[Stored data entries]
————
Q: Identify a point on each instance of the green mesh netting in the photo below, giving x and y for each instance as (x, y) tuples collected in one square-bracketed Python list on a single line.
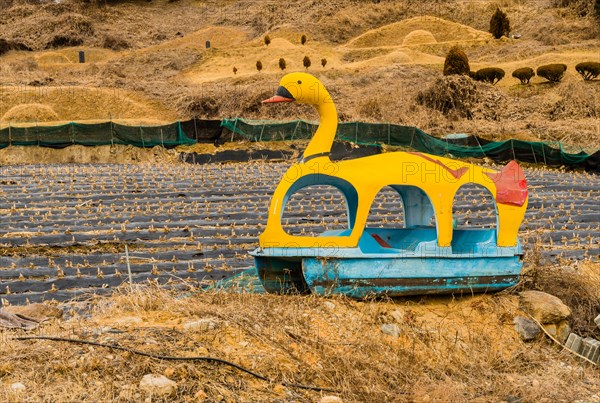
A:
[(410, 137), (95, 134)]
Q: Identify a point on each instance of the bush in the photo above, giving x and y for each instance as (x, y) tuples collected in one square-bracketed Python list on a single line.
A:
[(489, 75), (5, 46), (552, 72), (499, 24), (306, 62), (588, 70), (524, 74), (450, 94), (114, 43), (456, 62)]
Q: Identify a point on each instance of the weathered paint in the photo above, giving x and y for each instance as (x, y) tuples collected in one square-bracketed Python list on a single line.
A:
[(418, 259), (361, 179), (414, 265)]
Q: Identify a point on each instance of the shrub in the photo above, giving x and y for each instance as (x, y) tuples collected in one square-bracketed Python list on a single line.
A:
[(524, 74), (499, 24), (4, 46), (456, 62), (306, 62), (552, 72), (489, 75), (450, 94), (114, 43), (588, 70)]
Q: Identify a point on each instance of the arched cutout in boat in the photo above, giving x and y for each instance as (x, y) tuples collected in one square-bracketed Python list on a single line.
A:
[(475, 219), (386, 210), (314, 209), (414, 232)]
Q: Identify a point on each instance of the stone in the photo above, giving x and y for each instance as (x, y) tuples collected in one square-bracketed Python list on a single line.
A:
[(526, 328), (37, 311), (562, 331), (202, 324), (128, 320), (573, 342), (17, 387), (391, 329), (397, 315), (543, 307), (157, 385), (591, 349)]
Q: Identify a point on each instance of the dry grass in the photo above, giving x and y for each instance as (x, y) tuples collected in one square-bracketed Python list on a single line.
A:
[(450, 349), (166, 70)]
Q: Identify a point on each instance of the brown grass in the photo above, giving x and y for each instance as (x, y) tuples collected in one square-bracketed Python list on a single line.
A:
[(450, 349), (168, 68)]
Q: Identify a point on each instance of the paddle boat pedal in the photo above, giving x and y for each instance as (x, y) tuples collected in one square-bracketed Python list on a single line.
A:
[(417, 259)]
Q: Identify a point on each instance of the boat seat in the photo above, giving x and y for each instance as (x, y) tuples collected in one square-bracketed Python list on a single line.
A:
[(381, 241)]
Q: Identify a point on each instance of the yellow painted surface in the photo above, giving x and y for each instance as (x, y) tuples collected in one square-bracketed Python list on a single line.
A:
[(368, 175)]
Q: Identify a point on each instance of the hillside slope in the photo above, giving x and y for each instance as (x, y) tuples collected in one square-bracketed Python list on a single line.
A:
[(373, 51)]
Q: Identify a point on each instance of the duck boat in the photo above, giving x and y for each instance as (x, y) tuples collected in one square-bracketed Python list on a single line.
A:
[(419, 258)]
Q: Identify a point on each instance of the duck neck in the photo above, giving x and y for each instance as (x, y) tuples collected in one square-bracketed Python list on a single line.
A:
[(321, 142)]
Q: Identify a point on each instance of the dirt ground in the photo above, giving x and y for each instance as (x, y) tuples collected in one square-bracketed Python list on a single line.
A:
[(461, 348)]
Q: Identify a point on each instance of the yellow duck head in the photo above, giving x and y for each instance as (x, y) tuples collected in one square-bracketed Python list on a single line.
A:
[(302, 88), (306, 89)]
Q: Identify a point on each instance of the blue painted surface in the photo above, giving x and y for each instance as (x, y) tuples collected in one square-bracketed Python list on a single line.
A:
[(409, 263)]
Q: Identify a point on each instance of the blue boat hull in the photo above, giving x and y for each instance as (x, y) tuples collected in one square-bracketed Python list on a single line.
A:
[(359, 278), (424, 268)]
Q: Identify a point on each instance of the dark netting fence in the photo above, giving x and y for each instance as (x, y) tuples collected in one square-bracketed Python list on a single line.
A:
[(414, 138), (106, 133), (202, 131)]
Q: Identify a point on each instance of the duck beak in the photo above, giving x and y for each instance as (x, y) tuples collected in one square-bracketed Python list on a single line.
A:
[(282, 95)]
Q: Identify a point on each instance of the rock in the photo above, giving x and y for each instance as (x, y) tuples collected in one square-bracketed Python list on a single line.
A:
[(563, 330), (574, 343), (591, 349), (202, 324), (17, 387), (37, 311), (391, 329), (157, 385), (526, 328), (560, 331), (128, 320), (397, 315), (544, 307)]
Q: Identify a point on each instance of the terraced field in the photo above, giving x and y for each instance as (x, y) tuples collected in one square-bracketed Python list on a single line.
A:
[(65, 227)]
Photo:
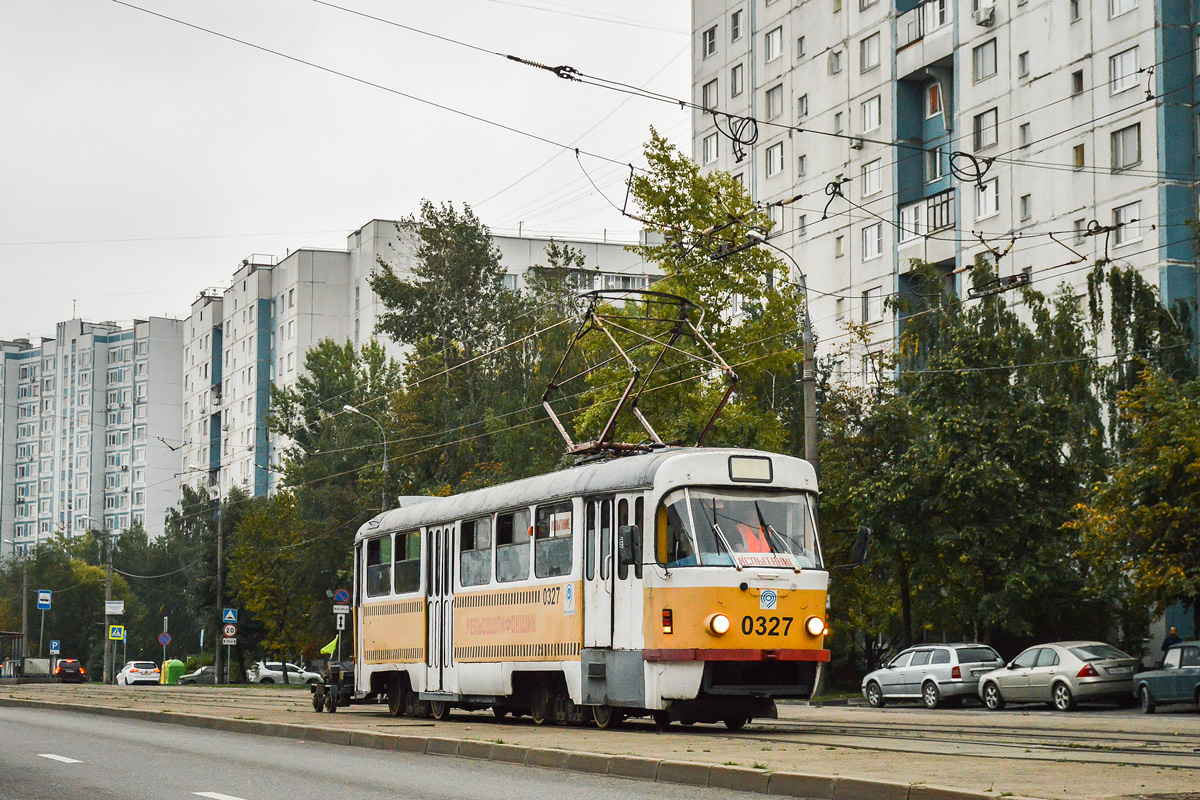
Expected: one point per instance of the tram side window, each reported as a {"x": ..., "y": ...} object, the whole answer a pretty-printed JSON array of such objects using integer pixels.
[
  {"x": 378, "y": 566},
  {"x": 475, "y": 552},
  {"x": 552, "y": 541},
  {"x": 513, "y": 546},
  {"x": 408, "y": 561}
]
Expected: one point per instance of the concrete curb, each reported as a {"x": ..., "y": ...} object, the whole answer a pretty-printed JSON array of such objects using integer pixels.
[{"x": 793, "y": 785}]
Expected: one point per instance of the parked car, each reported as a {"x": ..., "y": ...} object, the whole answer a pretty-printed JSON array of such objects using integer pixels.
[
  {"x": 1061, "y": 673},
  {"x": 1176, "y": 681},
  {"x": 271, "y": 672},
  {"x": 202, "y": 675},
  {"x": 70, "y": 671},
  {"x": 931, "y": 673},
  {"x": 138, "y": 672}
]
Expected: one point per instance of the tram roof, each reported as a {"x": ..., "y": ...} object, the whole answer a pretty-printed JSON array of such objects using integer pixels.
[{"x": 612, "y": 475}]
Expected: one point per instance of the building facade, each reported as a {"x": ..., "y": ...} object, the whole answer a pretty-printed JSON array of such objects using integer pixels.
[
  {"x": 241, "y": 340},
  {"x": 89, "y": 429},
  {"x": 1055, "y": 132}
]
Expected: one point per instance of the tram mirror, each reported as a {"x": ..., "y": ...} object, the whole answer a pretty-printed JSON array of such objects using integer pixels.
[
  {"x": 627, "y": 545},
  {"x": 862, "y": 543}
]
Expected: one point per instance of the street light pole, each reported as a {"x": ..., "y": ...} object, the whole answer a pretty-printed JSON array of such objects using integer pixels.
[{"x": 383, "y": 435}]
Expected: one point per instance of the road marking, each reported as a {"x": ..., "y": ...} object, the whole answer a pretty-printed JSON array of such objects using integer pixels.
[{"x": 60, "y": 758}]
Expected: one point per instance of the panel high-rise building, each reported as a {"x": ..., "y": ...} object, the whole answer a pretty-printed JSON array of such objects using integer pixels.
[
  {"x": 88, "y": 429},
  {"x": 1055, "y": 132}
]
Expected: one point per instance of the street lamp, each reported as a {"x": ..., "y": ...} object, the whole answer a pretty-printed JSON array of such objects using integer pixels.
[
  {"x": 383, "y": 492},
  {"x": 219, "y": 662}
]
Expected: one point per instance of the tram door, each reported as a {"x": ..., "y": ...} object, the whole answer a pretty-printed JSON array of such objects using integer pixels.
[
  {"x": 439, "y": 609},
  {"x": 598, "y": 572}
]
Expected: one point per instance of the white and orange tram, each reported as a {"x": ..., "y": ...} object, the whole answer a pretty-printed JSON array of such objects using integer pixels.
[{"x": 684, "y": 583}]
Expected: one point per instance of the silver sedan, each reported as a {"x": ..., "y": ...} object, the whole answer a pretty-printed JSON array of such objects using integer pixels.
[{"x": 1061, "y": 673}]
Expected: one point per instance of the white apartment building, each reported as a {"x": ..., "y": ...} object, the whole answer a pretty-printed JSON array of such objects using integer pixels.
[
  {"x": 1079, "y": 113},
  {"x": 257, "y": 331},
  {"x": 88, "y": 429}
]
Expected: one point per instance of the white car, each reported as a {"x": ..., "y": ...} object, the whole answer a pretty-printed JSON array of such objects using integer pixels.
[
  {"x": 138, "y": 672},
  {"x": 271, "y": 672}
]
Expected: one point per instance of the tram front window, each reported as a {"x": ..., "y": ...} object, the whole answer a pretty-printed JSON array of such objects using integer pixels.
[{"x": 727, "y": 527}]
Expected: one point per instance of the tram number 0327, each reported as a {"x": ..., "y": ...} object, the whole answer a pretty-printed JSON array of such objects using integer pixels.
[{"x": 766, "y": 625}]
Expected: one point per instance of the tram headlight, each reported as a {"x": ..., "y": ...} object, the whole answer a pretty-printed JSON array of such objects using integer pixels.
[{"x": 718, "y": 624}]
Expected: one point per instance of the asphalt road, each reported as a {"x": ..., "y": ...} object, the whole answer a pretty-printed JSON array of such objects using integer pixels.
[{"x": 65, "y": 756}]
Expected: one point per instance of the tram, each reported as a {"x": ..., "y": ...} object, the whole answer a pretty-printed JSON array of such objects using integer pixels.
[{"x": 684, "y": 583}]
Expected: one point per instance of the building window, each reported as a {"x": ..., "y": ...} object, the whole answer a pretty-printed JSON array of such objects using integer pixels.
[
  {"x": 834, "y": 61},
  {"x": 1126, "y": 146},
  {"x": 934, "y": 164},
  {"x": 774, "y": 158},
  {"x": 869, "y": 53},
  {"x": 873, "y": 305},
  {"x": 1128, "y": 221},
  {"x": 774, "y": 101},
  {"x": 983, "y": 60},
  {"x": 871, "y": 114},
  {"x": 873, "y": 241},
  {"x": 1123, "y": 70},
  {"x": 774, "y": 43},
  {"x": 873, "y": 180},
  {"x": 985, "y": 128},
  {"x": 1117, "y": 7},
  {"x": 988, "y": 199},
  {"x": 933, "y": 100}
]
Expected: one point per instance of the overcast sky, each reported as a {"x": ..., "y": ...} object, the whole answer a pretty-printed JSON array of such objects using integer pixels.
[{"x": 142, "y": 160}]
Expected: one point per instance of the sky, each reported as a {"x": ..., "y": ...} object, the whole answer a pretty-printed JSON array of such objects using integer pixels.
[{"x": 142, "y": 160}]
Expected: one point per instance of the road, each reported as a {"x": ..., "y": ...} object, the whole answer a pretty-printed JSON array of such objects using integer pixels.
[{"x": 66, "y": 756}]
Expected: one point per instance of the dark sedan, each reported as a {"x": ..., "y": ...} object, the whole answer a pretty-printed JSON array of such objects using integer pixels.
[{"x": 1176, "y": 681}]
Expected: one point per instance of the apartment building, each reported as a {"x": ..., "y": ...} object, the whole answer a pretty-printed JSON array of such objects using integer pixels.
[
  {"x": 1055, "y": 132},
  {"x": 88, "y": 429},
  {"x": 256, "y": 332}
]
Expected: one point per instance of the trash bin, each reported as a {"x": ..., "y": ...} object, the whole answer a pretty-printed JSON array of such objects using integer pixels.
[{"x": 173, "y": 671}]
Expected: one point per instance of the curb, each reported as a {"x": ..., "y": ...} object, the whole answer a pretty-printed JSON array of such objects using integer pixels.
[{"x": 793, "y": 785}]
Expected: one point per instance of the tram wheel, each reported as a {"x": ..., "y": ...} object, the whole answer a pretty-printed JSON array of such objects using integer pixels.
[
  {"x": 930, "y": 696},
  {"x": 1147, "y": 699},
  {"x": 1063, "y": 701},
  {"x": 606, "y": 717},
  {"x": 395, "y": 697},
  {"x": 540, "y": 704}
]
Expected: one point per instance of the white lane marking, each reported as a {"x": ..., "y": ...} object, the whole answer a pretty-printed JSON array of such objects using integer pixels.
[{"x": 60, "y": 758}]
————
• What to produce
Return all lines above that mention the word "boat".

• Reply to the task
Q: Identify a point on each instance of the arched cutout in boat in the photo above, giving x and y for each instance as (x, y) tuples collected in one square-bracketed Python list on a single line.
Q: Identify a point on each instance of the paddle boat pedal in the photo above, giving x and y for each instance as (x, y) tuples collected in one square-bracketed Python list on a single line.
Q: Identify a point on each instance of the boat seat in the photo above, giving x and y for each instance as (x, y) tuples collected in one square-bracketed Python list on a single line.
Q: Identify a point on each instance of the duck boat in the photo above, giving x and y for each instance as (x, y) tuples collected in one square-bracketed Python list on a single line.
Q: Identify a point on each instance of the blue boat hull in the photo above, giving x and y for each instance as (x, y) tuples collected in one square-bracketed Python list on a single line.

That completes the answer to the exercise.